■ AIM OF THE EXERCISE ■
The response should hold each line from the entries below where "after" is found.

■ RECORDS FOR THIS TASK ■
<<<<

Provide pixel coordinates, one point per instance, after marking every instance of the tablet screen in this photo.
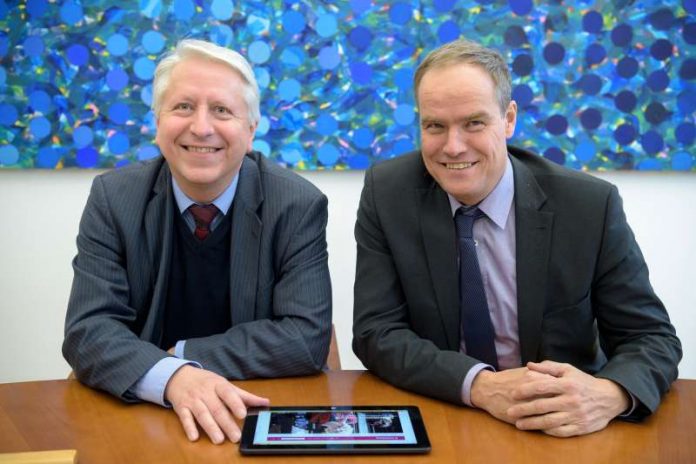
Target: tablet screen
(375, 429)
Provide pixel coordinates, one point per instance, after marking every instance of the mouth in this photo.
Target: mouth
(460, 166)
(197, 149)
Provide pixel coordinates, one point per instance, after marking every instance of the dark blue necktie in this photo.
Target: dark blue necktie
(477, 329)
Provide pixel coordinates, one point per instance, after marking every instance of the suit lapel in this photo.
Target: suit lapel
(246, 242)
(439, 242)
(533, 235)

>>>>

■ TASK ANSWER ■
Provide pixel coordinates, one point per instance, after marking every instance of the tablet screen in this photo.
Provide pixel coordinates, one point per instance, after marking every instance of the mouth in this photo.
Provide pixel coordinates, one point per instance, after marking every instance of the dark blue necktie in this photo.
Provide pixel coordinates, one point per instance, after marking every instance of the suit lapel in this photo.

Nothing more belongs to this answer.